▶ Your assignment
Find the line with "Target: yellow cleat" in the entries below. Repeat it, every following line, and the line with "Target: white football glove", exactly and with nothing added.

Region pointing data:
———
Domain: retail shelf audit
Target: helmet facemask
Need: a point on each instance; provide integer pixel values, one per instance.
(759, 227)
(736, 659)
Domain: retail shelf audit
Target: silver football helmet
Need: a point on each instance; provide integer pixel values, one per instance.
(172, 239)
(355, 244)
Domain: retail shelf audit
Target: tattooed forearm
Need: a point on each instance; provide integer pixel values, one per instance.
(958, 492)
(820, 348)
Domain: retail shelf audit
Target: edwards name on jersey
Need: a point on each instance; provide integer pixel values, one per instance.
———
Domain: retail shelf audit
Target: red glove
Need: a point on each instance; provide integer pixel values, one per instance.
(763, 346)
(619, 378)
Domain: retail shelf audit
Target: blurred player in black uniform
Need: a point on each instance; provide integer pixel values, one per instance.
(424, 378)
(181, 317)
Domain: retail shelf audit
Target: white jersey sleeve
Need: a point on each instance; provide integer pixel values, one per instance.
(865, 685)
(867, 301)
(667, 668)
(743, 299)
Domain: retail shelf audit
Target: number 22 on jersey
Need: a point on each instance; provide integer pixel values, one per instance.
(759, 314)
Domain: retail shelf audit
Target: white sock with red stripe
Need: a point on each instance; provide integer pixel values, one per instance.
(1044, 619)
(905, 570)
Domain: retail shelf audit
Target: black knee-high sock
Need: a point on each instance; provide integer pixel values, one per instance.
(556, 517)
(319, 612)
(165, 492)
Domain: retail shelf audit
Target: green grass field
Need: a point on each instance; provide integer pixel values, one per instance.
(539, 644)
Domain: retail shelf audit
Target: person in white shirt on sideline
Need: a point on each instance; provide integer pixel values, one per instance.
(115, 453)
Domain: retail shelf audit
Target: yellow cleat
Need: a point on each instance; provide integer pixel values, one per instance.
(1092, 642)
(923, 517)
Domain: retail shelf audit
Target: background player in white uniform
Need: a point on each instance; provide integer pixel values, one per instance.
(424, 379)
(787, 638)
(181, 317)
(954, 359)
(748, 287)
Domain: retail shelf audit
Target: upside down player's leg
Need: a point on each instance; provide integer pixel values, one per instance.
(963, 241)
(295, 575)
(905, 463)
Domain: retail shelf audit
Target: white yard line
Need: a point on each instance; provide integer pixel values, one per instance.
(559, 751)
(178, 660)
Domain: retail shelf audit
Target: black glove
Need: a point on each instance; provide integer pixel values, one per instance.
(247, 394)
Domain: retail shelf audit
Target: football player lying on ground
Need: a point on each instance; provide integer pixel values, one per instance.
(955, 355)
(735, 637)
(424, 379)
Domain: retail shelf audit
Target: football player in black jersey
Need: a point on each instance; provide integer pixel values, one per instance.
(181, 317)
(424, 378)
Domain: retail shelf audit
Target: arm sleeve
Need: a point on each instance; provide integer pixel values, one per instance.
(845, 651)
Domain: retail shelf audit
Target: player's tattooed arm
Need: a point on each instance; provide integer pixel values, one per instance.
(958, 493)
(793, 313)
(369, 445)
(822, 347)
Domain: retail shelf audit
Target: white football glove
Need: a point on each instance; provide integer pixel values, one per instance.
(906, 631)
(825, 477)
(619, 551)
———
▶ Finished task
Target: yellow cleat
Need: a point on each instance; provide integer pixel values, one per instance.
(1092, 642)
(923, 517)
Domain: retail shelf audit
Target: background player in white uniform
Need: a point on each instance; provide integer pixel values, one per instance.
(424, 379)
(787, 638)
(181, 317)
(954, 359)
(748, 287)
Domain: retail shelf audit
Target: upside down player's leg
Need: a point on each instance; provide integer pixel values, one per instance.
(963, 241)
(295, 575)
(905, 463)
Domain: retail shelf audit
Target: white yard line
Need: a point on each instance; provide integer pixel values, one per instance.
(559, 751)
(178, 660)
Domain: retail shelf audit
Target: black glove
Need: a point on each instance; provide integer pixel values, one per instance.
(247, 394)
Domain: retail shelf audit
Target: football player lying on ground
Need: a point on each instance; provide integer pixel values, one per instance.
(955, 355)
(735, 637)
(424, 379)
Domain: retail shelf audit
Target: football player in black jersey
Need: a point on each instance; provide integer pixel values, one per instance.
(181, 317)
(424, 378)
Domain: retail shelf audit
Target: arm sleeve
Need: a point on each instance; provide integer pixel values, one per instance.
(845, 651)
Domain: retail shelf audit
Target: player's tattooed arm
Need: a point on each instance; provide integer pixel values, one per instance.
(958, 493)
(793, 313)
(369, 445)
(822, 347)
Domain: retail shelf audit
Target: white football glove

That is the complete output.